Text block:

┌──

My system would disagree with you for the last 3 days :)

We've been under a constant bounce bombardment of bounced spams (from 
f*cking idiot admins who can't understand that you do not bounce after 
accepting, sorry for the language) where the majority of user names are 
roger[a-z][a-z]@example.com (where roger is any valid name).

We had one advance MX server that usually ran 32 connections out of 120 
and now we've had to bring on 3 additional servers all running 300 
connections and we've had to turn off SA processing because the incoming 
load is just too high.

I'd really like to take a bat to the knees of the spammer doing this AND 
the mail admins who bounce after accepting.

Just my $0.02

Rick



Re: sender-valid SMTP callbacks (Re: Does "tuxorama.com" sound fa miliar to anyone?)

Posted by Rick Macdougall <ri...@ummm-beer.com>.
Shane Williams wrote:
> On Wed, 21 Dec 2005, Rick Macdougall wrote:
> 
>> What I mean is servers that 250 OK an email message, then later on try 
>> to resend the message to a forged sender because ...  user is over quota
> 
> Now I'm confused.  Are you saying that running sendmail with procmail
> as the LDA is a Bad Thing?  As I understand it, it does exactly what
> you're describing when a user is over quota (but I admit my
> understanding might be flawed).  Either way, do you have
> recommendations on how to get sendmail to check quota before accepting
> mail?  Some milter, perhaps?  (I did a little googling but haven't
> come up with anything yet)
> 

Good question.  I moved away from / am moving away from sendmail for a 
variety of reasons and that is one of them.  I found adding a -t switch 
to the procmail delivery made it retry instead of bouncing but then you 
end up getting those 4 hour retry messages bouncing back.

IMHO, bouncing an over quota email is not a good thing but it is less of 
a bad thing than bouncing unknown users.

└──

Request A: In the mailing-list post about bounced spam, what switch did the writer add to the procmail delivery to make it retry instead of bouncing?

Available records:

┌──

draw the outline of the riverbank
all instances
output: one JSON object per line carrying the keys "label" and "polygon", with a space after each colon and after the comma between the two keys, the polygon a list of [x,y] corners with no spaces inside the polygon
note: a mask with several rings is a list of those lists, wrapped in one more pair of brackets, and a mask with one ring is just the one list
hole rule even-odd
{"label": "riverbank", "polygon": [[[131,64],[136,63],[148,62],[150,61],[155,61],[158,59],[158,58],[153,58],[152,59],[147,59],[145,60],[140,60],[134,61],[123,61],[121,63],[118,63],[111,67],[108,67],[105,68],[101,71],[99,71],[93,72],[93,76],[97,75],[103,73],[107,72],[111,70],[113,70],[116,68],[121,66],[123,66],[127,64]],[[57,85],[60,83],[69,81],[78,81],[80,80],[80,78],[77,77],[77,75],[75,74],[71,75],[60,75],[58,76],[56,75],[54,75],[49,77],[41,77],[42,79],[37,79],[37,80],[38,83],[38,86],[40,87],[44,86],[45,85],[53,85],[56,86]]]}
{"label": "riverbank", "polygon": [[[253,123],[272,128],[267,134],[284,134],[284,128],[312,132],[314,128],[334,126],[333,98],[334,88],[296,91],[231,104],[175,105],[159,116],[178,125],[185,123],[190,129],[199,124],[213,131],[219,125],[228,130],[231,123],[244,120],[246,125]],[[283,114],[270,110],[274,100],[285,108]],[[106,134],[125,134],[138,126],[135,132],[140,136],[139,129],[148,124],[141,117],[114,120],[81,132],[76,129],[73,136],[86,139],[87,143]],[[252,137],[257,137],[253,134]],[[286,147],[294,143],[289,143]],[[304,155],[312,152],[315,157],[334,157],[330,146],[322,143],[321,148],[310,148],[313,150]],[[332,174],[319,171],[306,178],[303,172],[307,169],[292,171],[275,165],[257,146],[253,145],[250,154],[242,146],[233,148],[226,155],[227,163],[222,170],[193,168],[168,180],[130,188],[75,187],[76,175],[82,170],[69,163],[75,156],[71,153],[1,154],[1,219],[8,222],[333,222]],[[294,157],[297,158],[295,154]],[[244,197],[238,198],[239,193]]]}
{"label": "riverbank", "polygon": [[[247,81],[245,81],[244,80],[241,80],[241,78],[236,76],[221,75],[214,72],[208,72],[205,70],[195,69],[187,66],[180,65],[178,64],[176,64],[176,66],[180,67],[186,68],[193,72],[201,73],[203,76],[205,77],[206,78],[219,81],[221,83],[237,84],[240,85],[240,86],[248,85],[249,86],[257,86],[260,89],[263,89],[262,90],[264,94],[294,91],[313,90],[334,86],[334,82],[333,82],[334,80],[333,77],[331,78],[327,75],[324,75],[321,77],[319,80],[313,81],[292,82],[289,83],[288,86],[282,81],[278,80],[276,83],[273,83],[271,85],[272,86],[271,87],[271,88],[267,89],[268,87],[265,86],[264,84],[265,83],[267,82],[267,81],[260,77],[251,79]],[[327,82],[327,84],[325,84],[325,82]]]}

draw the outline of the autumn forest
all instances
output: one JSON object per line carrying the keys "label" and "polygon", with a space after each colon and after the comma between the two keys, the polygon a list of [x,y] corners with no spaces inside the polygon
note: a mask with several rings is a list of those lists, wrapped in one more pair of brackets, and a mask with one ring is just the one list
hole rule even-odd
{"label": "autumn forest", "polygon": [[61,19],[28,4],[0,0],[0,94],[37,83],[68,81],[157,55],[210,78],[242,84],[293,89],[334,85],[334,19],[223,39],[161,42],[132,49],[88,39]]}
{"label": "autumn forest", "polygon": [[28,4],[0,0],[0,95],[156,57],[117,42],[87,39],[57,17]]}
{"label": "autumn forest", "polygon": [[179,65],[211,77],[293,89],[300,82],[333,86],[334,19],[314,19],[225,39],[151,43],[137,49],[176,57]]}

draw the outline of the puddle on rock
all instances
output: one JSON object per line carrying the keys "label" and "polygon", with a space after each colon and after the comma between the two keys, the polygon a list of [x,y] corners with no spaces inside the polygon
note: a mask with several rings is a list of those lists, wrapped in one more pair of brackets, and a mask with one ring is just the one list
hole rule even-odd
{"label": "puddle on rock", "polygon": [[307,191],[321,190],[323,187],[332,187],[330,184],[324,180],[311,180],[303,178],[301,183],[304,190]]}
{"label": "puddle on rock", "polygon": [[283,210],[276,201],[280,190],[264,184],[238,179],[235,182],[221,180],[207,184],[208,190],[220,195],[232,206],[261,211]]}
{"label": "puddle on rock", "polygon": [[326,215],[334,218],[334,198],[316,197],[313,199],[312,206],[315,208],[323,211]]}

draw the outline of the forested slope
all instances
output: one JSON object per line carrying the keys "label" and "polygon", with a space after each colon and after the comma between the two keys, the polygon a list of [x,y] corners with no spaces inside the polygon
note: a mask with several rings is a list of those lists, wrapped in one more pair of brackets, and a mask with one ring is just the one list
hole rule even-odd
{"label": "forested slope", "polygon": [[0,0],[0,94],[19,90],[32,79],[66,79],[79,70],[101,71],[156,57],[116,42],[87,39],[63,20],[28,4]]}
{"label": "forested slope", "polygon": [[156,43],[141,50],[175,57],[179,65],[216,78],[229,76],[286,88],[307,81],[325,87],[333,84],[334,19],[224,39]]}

└──

Request B: Please gather every line of the records that contains the word "outline".

Complete answer A: A -t switch.

Complete answer B:
draw the outline of the riverbank
draw the outline of the autumn forest
draw the outline of the puddle on rock
draw the outline of the forested slope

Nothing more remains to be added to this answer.